§ **DOCUMENT SECTION**:
###
What a wonderful story. It is amazing to me what leads people down this road called adoption. All of us have different reasons, different ahh ha moments, but then something happens and there is this unbelievable tie with all of us who have traveled this road. And that is more amazing to me , even still today, than the road, as wonderful the road is in and of it's self, that there is that wonderful bond!
Thanks for sharing !!!

Mom of Triple As said...

Ok, some kind of warning would have been nice. I'm sitting at my desk with tears streaming down my face. I had NO idea! None. I feel priviledged to know that my kids are a piece in your puzzle. They truly do love you (as do I). I have to admit the picture of Andrew in the hospital is a little bittersweet for me~wonderful memories mixed with sad ones.

I wonder how many people will be touched by this post. For how many people will this post be the nudge they need to get on the road towards adoption? Children need love and a family and those things do not have to be biological.

Ally said...

Kristi such a beautiful story. I do pray that God would give others moments like those to help them find the wonderful treasure God has for us... I know I am blessed to have found mine:)

Anonymous said...

I have believed my whole life that blood doesn't make a family. You and Ian have been great examples of that. People often ask if you are a relative or something after hearing my kids talk about you. I just have to laugh and say no, but we did live together for a while and traveled through a few countries together. My kids love you and Ian and your whole extended family for that matter. On our last trip home after visiting, they asked again if I was sure Tricia was not your sister too. I thought that was funny. I also think they not only believe they are related to Kylie and Caleb, but also the Triple A's. You see kids are smart when they ask questions like that, they know a family is built on nothing but LOVE!!

Miss you,
Beth

PS Tricia--It made me cry too!!

C.C. said...
###
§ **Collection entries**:
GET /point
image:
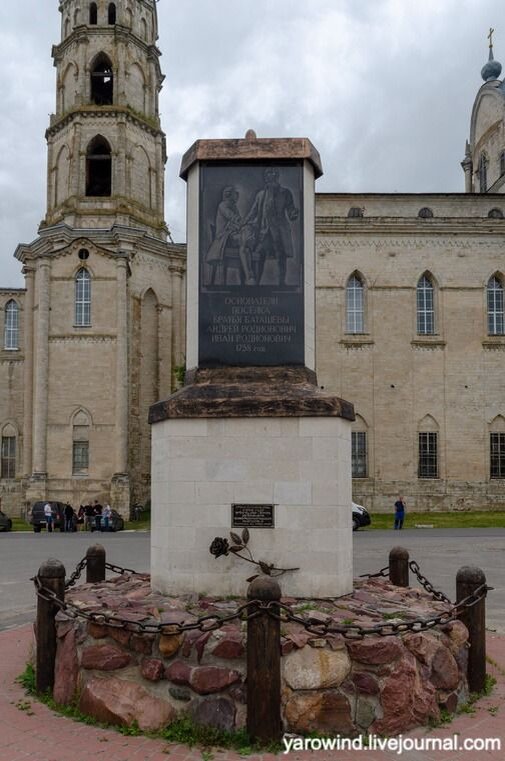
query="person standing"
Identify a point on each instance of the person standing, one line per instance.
(106, 514)
(48, 514)
(399, 512)
(97, 512)
(69, 517)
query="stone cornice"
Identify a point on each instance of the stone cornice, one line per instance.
(461, 226)
(102, 112)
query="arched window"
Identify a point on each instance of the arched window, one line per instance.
(495, 323)
(102, 82)
(502, 163)
(483, 173)
(8, 452)
(11, 325)
(98, 168)
(354, 305)
(83, 298)
(80, 444)
(425, 306)
(93, 14)
(359, 449)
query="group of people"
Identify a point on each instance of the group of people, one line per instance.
(89, 517)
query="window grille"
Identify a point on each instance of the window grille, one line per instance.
(11, 326)
(428, 455)
(483, 173)
(359, 454)
(425, 307)
(497, 448)
(8, 460)
(83, 298)
(495, 322)
(354, 305)
(80, 457)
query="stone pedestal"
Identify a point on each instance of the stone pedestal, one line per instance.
(251, 442)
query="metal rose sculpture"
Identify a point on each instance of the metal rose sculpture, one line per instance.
(221, 546)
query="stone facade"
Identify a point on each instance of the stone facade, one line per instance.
(404, 382)
(447, 385)
(100, 321)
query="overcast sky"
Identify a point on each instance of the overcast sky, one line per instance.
(383, 88)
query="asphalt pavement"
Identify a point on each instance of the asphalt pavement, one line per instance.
(439, 552)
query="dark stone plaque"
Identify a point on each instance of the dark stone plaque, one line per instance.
(252, 516)
(251, 304)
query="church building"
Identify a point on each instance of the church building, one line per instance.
(409, 299)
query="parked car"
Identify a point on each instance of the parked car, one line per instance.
(116, 523)
(5, 522)
(38, 519)
(360, 517)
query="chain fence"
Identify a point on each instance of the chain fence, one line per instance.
(274, 609)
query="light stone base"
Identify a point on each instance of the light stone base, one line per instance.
(301, 465)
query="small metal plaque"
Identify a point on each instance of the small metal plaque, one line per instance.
(252, 516)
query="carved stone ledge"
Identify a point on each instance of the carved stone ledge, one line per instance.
(251, 392)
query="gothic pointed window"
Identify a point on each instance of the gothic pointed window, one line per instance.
(83, 298)
(102, 82)
(98, 168)
(425, 306)
(483, 173)
(354, 305)
(495, 304)
(11, 325)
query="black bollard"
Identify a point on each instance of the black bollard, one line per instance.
(52, 577)
(95, 564)
(468, 579)
(264, 665)
(399, 567)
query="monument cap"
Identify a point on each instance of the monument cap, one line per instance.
(252, 148)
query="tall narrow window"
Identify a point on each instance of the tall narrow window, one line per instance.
(80, 444)
(99, 168)
(102, 82)
(8, 463)
(425, 306)
(359, 454)
(428, 455)
(497, 449)
(495, 322)
(82, 298)
(354, 308)
(11, 325)
(483, 173)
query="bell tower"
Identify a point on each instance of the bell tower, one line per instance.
(106, 149)
(104, 327)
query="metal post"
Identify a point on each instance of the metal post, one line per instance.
(399, 567)
(468, 579)
(264, 665)
(95, 564)
(52, 576)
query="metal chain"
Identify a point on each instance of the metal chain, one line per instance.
(81, 565)
(255, 608)
(414, 567)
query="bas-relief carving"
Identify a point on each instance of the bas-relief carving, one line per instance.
(251, 303)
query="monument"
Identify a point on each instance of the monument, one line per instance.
(251, 464)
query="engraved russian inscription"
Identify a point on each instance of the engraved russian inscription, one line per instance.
(252, 516)
(251, 304)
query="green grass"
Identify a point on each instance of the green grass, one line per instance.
(441, 520)
(183, 730)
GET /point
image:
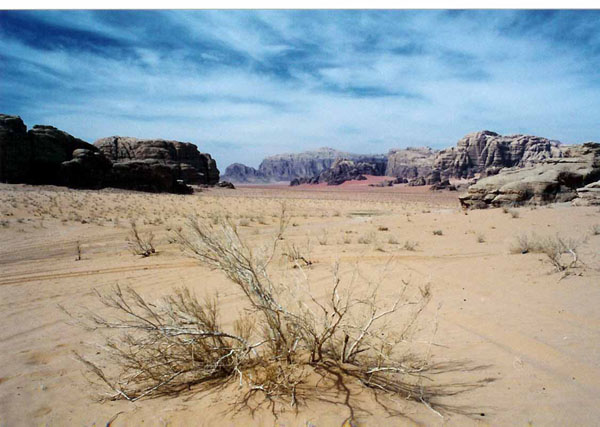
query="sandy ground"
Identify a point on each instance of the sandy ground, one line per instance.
(534, 330)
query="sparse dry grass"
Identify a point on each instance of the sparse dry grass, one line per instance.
(556, 248)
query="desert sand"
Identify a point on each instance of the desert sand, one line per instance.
(534, 330)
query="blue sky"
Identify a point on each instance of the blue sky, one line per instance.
(246, 84)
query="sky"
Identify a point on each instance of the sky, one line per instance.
(243, 85)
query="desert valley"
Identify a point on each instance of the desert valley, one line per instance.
(508, 333)
(311, 217)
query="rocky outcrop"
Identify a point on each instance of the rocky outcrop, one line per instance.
(341, 170)
(226, 184)
(552, 180)
(35, 156)
(187, 163)
(410, 163)
(147, 175)
(588, 195)
(87, 169)
(286, 167)
(238, 172)
(46, 155)
(487, 152)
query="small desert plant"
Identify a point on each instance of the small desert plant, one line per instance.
(140, 244)
(322, 238)
(295, 255)
(273, 347)
(366, 239)
(553, 247)
(410, 245)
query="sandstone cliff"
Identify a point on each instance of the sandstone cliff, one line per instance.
(487, 152)
(35, 156)
(238, 172)
(341, 170)
(410, 163)
(552, 180)
(188, 163)
(46, 155)
(285, 167)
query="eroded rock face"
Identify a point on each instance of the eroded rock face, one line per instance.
(341, 170)
(309, 164)
(552, 180)
(482, 151)
(35, 157)
(187, 162)
(46, 155)
(588, 195)
(87, 169)
(15, 150)
(410, 163)
(238, 172)
(147, 175)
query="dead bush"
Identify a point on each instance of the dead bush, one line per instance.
(561, 252)
(140, 244)
(286, 334)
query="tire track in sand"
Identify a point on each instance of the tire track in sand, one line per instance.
(124, 269)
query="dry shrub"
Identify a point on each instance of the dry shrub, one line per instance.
(556, 248)
(285, 336)
(140, 244)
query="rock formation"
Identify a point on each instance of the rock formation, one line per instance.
(487, 152)
(87, 169)
(187, 162)
(410, 163)
(552, 180)
(341, 170)
(35, 156)
(588, 195)
(46, 155)
(238, 172)
(286, 167)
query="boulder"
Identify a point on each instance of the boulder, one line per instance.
(417, 182)
(478, 152)
(15, 150)
(34, 157)
(588, 195)
(87, 169)
(226, 184)
(552, 180)
(147, 175)
(188, 163)
(443, 185)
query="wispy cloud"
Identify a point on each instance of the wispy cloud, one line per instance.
(245, 84)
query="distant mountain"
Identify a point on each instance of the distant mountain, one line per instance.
(286, 167)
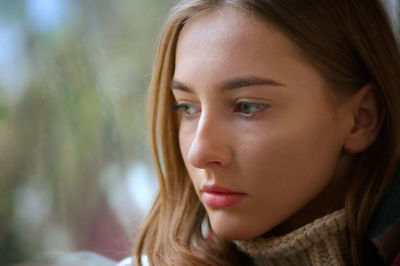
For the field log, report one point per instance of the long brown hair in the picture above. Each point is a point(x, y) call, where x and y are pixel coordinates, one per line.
point(351, 43)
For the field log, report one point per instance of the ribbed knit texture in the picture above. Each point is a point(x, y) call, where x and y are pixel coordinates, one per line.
point(322, 242)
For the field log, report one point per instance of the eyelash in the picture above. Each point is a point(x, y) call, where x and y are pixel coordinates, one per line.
point(260, 107)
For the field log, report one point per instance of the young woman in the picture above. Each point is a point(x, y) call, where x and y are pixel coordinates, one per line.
point(275, 132)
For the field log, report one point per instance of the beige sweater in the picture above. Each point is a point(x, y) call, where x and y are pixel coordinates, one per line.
point(322, 242)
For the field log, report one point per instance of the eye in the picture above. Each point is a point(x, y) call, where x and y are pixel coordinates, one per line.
point(188, 109)
point(249, 109)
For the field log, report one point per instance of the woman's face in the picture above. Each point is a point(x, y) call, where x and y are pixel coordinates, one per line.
point(259, 137)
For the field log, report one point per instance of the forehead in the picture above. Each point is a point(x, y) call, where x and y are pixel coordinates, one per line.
point(226, 43)
point(227, 31)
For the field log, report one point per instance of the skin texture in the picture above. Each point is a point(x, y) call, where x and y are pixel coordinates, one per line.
point(284, 150)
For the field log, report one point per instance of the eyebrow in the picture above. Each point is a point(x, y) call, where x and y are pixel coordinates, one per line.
point(235, 83)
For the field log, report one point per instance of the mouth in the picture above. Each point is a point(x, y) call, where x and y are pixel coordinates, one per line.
point(218, 196)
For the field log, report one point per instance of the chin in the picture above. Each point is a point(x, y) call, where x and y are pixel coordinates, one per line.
point(235, 233)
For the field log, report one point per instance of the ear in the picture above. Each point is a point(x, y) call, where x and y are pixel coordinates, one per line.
point(367, 119)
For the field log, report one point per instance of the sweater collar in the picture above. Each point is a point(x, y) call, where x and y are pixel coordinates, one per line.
point(322, 242)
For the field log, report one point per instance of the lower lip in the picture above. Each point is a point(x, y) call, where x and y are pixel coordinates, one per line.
point(222, 199)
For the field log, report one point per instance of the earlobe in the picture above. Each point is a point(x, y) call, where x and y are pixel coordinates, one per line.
point(367, 119)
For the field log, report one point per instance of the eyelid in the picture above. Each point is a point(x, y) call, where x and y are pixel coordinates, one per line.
point(251, 103)
point(183, 105)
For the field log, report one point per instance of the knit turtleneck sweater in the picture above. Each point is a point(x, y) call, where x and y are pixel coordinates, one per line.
point(322, 242)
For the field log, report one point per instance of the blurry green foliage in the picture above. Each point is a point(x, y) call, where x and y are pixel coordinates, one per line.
point(74, 106)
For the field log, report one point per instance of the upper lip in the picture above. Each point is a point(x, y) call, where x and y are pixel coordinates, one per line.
point(218, 189)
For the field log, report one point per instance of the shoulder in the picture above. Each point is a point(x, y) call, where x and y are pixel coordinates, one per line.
point(131, 262)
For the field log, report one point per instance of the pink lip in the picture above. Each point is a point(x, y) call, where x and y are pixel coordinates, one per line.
point(218, 196)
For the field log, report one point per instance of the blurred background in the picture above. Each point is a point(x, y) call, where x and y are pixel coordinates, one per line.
point(75, 170)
###
§ **TASK REQUIREMENTS**:
(A) Repeat the passage of the adoption blog comments from "What a wonderful" to "with sad ones." word for word.
(B) In the adoption blog comments, where was the commenter Mom of Triple As sitting while reading the post?

§ **PER-TASK OUTPUTS**:
(A)
What a wonderful story. It is amazing to me what leads people down this road called adoption. All of us have different reasons, different ahh ha moments, but then something happens and there is this unbelievable tie with all of us who have traveled this road. And that is more amazing to me , even still today, than the road, as wonderful the road is in and of it's self, that there is that wonderful bond!
Thanks for sharing !!!

Mom of Triple As said...

Ok, some kind of warning would have been nice. I'm sitting at my desk with tears streaming down my face. I had NO idea! None. I feel priviledged to know that my kids are a piece in your puzzle. They truly do love you (as do I). I have to admit the picture of Andrew in the hospital is a little bittersweet for me~wonderful memories mixed with sad ones.

(B) At a desk, with tears streaming down.